(Dataset records)

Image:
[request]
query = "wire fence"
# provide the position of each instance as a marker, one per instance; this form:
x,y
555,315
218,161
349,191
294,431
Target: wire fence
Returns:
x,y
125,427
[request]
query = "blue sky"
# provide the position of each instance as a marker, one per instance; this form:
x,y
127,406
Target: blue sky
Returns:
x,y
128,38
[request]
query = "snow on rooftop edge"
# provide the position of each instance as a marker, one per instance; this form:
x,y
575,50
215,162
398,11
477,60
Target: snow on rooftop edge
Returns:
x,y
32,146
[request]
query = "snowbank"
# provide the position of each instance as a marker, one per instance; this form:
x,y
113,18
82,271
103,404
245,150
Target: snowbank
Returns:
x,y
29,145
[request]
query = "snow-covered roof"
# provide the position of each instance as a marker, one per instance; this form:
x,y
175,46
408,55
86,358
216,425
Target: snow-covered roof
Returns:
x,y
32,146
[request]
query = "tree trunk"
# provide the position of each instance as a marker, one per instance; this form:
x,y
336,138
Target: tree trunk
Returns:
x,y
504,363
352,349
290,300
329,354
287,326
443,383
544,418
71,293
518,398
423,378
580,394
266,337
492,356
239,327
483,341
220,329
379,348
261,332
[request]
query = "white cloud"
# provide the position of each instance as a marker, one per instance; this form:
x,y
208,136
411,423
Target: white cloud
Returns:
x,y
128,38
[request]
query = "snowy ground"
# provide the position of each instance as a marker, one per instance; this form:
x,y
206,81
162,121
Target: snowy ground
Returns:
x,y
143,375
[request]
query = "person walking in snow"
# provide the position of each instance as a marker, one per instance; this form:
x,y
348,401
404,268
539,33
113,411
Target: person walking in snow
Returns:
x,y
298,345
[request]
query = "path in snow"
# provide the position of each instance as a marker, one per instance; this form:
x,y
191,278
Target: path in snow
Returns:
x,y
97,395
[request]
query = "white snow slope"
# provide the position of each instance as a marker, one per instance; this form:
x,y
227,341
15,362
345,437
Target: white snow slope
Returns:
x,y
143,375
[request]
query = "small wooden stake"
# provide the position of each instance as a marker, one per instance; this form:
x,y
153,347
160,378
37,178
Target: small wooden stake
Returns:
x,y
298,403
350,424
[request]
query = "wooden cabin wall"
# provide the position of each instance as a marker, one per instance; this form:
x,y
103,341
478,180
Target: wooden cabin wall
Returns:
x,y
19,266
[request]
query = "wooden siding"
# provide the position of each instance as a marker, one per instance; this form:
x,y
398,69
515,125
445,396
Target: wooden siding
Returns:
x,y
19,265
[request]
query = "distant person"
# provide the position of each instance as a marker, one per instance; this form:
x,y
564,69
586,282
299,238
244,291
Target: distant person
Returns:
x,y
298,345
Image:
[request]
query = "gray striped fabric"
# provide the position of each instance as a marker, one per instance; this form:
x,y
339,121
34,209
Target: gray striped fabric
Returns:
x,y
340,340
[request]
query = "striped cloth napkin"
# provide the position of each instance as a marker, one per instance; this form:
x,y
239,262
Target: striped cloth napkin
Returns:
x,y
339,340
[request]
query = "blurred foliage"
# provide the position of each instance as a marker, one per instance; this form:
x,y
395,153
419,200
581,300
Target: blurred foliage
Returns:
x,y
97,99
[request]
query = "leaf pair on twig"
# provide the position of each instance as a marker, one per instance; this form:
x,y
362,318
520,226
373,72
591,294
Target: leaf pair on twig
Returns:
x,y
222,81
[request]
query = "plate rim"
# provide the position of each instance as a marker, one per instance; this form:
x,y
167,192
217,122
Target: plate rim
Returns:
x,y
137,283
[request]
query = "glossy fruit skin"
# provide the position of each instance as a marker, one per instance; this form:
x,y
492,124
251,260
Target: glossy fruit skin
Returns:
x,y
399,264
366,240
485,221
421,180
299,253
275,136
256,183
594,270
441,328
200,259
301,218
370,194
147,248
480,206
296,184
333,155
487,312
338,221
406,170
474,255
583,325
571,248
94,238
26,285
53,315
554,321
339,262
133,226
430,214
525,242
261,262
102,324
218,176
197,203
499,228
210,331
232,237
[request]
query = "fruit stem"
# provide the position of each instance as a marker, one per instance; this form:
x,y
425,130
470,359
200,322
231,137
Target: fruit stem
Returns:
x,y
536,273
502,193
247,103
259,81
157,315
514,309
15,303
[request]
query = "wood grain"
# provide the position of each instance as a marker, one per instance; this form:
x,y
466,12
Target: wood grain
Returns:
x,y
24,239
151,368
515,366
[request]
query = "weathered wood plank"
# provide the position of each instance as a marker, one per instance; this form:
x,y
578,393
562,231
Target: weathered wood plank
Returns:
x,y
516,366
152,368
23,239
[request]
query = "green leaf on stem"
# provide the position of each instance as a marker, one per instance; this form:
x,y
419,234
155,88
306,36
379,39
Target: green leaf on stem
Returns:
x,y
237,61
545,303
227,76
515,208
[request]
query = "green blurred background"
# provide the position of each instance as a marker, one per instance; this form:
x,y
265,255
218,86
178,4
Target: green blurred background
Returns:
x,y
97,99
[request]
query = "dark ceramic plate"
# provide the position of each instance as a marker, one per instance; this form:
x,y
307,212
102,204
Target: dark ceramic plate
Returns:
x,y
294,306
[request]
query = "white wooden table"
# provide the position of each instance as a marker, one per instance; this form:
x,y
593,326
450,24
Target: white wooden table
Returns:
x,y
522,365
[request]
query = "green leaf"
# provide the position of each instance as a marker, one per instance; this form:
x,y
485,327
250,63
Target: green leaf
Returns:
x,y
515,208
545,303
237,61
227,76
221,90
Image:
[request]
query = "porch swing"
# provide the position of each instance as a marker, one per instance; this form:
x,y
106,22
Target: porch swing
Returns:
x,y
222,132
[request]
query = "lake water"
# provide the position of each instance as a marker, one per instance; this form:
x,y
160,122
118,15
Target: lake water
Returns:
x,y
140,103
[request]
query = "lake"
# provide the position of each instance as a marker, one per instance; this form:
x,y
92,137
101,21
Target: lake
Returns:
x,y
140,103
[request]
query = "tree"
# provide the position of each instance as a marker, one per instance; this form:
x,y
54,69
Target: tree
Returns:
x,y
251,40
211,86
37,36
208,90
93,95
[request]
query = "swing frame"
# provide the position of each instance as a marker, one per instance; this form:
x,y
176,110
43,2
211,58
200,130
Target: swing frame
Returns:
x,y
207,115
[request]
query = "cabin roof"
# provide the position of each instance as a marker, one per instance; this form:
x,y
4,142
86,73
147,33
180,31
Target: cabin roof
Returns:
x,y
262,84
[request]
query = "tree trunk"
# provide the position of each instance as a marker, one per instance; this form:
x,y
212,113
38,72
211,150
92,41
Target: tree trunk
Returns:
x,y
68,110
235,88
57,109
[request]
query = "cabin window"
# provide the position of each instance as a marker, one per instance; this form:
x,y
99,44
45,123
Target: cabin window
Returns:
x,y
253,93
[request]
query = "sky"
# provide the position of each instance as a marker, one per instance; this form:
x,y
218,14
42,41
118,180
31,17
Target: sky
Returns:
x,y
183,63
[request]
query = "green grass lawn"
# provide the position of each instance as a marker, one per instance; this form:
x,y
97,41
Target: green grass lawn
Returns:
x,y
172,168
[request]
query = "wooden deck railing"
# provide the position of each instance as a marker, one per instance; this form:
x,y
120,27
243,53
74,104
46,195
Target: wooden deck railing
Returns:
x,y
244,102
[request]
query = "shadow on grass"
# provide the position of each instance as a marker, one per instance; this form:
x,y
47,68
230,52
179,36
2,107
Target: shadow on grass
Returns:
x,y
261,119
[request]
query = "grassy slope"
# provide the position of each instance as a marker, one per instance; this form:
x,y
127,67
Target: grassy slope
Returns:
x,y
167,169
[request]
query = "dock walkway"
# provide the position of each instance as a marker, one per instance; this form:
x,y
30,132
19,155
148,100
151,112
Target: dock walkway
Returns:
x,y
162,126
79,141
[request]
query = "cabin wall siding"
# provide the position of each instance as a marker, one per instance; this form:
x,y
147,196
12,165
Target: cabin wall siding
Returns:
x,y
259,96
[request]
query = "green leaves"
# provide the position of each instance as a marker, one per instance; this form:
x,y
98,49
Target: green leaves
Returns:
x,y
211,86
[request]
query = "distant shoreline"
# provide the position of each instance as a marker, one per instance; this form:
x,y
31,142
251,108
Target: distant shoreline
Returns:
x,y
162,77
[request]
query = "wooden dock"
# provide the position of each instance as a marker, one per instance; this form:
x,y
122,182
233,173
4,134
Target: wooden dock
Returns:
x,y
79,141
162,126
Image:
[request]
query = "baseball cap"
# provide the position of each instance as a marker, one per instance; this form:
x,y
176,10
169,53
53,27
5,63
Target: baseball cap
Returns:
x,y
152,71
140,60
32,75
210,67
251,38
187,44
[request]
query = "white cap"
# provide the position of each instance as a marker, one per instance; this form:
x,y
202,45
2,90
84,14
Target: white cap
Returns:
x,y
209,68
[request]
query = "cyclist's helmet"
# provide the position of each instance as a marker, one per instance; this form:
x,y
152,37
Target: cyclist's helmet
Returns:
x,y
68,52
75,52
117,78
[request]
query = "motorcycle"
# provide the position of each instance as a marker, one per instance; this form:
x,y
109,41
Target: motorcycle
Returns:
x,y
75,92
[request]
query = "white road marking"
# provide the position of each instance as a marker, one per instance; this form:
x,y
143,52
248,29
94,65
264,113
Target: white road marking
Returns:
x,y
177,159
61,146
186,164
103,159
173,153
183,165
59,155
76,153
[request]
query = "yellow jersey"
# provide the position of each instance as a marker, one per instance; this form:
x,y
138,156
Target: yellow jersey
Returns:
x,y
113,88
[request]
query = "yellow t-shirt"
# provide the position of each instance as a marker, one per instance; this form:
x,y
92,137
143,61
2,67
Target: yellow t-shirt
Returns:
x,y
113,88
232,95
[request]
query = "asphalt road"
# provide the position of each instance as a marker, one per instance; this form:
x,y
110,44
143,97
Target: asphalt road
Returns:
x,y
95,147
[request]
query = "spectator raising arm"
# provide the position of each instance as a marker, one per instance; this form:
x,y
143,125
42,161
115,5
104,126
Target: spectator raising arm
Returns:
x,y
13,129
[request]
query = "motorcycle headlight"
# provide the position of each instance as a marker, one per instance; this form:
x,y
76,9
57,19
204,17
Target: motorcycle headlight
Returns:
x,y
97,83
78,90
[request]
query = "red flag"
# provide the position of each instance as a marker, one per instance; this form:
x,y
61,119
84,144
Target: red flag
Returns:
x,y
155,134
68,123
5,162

* * *

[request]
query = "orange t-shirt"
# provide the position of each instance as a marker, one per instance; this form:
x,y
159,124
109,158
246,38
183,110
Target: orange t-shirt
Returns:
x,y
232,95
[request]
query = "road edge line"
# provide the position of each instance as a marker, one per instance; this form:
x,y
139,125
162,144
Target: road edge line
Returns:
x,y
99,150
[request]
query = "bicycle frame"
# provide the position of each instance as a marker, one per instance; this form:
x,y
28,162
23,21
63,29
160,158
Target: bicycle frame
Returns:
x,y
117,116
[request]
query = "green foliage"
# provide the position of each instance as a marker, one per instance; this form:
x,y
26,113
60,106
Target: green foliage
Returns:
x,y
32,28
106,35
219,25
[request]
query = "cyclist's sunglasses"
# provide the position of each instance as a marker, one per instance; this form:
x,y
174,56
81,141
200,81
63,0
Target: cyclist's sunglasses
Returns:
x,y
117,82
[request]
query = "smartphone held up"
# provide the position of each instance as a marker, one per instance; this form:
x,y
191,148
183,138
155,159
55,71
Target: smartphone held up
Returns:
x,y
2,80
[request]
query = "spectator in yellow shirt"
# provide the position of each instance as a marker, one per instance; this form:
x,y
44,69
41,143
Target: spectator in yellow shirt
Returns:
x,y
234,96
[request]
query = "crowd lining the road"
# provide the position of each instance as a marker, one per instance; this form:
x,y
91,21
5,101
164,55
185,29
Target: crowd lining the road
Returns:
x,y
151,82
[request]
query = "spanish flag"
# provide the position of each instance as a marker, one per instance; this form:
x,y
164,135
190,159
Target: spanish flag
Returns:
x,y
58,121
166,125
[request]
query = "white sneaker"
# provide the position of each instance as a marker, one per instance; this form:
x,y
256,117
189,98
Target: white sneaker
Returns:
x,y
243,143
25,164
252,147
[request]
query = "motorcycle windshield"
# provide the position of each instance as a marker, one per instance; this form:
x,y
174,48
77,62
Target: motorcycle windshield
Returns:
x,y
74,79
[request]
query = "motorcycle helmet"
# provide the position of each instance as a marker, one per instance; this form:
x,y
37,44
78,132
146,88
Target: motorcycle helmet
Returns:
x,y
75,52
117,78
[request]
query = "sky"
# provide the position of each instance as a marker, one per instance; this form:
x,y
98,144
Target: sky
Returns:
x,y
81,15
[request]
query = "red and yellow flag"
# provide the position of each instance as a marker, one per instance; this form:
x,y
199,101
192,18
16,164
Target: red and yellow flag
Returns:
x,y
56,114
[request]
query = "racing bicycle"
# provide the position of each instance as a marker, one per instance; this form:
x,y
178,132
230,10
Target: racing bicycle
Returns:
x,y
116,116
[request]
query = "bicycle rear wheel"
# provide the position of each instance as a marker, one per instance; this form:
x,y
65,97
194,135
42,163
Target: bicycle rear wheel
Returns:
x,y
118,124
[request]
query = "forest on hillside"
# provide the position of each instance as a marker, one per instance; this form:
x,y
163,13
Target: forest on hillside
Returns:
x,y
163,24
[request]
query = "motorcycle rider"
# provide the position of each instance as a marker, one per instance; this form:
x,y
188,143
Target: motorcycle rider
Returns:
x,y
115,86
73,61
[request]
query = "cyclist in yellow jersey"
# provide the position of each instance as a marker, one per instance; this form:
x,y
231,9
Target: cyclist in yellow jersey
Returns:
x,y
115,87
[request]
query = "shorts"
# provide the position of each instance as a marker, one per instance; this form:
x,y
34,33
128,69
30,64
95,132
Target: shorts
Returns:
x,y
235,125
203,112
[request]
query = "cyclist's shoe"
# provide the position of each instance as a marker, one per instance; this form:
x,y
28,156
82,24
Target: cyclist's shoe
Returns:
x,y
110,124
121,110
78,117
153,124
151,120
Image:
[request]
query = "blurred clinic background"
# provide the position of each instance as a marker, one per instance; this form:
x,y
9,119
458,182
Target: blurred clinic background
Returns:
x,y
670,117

§ **Task statement**
Note every line above where the string "motorcycle" shows up, and copy those lines.

§ **Solution to this problem**
query = "motorcycle"
Target: motorcycle
query = "motorcycle headlight"
Target: motorcycle headlight
query = "motorcycle windshield"
Target: motorcycle windshield
query = "motorcycle helmet"
Target: motorcycle helmet
query = "motorcycle rider"
Target: motorcycle rider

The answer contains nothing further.